"""
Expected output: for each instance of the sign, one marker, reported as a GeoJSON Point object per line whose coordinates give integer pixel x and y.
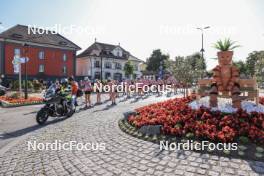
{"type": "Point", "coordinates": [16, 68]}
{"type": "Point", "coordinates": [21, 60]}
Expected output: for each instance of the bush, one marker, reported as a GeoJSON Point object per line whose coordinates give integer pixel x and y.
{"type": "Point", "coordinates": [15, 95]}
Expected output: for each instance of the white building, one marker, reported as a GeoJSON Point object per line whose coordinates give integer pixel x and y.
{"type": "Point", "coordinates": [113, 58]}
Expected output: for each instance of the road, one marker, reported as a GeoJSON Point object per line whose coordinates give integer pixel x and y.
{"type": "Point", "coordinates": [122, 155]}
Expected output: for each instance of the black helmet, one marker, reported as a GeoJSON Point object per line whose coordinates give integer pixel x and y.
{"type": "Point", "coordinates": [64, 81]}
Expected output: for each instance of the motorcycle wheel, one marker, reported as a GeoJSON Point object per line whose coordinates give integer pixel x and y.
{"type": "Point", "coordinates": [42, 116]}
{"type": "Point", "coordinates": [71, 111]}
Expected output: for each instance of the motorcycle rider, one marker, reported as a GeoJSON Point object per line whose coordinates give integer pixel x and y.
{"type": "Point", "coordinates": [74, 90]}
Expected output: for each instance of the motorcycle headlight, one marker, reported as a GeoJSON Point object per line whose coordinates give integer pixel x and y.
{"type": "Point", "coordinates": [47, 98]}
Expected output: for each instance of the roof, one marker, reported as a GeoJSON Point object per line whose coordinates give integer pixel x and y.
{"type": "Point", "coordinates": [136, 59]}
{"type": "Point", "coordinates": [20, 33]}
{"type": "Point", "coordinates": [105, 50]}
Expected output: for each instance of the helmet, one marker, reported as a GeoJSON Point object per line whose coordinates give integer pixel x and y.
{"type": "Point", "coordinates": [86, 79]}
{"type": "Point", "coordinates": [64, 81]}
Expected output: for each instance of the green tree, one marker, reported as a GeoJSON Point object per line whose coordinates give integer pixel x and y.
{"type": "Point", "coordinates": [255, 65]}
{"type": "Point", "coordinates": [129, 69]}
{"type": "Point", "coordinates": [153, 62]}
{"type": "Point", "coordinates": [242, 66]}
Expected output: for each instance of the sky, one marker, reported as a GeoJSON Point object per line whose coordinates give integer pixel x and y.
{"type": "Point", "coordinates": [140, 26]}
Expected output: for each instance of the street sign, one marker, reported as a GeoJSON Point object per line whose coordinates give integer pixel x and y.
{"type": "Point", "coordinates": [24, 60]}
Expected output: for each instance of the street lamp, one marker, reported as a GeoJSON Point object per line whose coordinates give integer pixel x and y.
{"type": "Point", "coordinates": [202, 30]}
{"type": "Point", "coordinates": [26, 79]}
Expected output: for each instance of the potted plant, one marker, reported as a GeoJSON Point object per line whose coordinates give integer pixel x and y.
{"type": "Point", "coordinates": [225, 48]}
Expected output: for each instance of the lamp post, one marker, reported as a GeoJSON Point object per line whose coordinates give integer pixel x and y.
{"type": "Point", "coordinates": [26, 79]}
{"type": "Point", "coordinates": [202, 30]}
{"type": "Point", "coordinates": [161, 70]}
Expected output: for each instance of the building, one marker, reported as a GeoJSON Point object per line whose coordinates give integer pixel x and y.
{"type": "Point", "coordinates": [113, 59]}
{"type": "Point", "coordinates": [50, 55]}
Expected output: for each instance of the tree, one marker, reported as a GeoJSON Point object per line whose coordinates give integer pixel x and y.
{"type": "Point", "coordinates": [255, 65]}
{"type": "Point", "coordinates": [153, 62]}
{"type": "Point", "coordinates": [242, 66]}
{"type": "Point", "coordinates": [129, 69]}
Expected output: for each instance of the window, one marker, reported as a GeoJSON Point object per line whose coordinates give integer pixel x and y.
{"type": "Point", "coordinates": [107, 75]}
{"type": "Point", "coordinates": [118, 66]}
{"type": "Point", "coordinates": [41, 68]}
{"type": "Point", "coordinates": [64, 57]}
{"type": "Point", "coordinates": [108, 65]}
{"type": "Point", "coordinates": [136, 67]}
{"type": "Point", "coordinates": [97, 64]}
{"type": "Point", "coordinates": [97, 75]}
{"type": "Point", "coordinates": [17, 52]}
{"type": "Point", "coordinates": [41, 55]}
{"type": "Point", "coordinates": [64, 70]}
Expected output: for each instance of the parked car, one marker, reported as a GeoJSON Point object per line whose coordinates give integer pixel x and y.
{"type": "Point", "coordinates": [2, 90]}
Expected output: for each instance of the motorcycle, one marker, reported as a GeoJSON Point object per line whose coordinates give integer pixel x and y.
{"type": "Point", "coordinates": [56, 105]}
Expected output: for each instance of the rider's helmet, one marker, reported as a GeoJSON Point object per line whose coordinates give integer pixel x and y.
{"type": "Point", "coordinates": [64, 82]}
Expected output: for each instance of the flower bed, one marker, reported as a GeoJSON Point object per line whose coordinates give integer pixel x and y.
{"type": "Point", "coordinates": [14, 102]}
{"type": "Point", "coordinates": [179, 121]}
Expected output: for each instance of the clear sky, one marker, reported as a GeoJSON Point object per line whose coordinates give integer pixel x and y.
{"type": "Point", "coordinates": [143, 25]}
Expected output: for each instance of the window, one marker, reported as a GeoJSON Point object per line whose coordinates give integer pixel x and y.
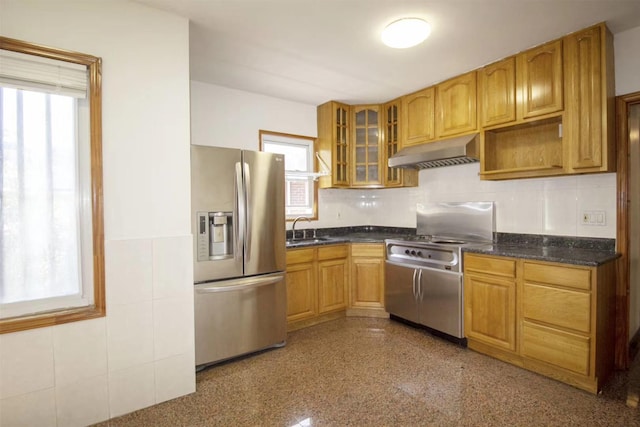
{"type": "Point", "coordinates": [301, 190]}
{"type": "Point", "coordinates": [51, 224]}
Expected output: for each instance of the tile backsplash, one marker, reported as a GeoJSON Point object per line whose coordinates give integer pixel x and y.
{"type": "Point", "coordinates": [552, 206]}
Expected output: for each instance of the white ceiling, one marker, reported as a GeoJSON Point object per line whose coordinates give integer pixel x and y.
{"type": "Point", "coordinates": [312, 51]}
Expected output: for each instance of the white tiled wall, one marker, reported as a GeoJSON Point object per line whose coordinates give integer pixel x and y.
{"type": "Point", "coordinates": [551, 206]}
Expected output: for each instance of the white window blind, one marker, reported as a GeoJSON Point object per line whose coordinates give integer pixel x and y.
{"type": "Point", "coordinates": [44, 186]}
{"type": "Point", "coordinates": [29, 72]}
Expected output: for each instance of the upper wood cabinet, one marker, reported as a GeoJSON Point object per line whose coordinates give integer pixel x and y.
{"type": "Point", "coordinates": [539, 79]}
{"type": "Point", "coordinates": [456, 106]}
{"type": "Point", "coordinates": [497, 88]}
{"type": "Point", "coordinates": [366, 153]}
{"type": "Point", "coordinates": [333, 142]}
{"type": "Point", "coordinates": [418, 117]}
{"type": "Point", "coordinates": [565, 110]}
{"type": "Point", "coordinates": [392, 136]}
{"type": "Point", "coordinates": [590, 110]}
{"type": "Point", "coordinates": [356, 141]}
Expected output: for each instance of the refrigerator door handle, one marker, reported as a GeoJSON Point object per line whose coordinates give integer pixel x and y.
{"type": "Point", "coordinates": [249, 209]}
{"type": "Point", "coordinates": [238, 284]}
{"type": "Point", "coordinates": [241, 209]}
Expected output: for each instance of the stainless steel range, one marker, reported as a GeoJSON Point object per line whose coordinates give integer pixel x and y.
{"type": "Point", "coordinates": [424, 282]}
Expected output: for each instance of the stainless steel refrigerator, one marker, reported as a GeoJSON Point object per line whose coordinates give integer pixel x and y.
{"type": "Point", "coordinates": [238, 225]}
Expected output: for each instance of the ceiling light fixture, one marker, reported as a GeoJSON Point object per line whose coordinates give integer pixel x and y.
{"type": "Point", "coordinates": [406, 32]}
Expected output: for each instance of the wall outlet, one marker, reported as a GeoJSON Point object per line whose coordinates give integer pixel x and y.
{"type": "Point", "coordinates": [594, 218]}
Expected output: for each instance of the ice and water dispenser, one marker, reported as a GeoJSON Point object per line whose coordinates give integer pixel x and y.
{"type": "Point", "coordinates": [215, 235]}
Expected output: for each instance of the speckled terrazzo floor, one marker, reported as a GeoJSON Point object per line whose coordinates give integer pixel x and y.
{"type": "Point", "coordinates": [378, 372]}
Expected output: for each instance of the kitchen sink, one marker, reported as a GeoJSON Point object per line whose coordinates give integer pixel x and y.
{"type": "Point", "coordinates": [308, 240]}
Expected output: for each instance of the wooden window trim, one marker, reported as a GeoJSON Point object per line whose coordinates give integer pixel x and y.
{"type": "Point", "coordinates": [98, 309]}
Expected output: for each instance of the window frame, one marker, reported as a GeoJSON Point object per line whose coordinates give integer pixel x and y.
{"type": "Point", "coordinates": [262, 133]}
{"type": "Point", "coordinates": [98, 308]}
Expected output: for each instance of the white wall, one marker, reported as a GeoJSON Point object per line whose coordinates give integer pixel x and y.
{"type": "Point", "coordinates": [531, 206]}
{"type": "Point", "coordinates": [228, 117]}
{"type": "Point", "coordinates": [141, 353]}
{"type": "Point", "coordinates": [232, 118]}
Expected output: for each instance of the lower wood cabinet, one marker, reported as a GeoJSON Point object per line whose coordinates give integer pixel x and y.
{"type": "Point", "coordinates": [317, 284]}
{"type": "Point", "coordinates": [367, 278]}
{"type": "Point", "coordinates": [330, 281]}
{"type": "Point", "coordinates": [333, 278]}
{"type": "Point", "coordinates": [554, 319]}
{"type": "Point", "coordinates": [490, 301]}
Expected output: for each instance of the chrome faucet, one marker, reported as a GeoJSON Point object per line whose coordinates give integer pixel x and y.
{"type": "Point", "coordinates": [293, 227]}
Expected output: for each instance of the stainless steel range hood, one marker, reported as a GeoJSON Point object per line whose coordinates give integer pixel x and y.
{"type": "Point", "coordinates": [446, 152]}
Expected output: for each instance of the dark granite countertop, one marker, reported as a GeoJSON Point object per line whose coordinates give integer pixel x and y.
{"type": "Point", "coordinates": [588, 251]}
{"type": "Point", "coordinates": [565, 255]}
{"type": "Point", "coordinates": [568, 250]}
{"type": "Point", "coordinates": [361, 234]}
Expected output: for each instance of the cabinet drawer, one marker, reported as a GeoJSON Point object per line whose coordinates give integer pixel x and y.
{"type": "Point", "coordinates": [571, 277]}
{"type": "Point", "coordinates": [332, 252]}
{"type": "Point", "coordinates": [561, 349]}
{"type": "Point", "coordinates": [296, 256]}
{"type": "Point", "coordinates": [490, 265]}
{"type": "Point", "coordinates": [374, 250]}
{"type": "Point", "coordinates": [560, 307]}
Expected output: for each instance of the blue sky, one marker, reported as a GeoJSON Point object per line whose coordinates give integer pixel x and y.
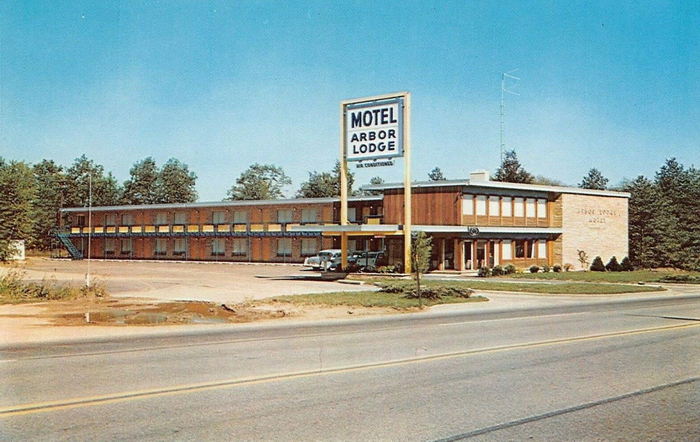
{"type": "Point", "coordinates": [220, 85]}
"""
◆ TASK STATEMENT:
Retype exactly, and only, the lines from the one containing "Expected output: for each instance of the dark" through the end of the material, leaving aside every picture.

◆ WRITTEN ANSWER:
Expected output: for each instance of the dark granite countertop, one marker, reported as a GeoJSON Point object per line whose coordinates give integer pixel x and y.
{"type": "Point", "coordinates": [588, 251]}
{"type": "Point", "coordinates": [565, 255]}
{"type": "Point", "coordinates": [568, 250]}
{"type": "Point", "coordinates": [361, 234]}
Expected output: for each instance of the cabinet drawer, one marker, reported as a GeoJSON Point object per line whose coordinates give integer pixel x and y.
{"type": "Point", "coordinates": [571, 277]}
{"type": "Point", "coordinates": [332, 252]}
{"type": "Point", "coordinates": [561, 349]}
{"type": "Point", "coordinates": [296, 256]}
{"type": "Point", "coordinates": [490, 265]}
{"type": "Point", "coordinates": [374, 250]}
{"type": "Point", "coordinates": [560, 307]}
Expected output: for each instance of the blue sky, one marker, reported as a GeoJSON Point object per line whose coordinates give integer pixel x and y.
{"type": "Point", "coordinates": [220, 85]}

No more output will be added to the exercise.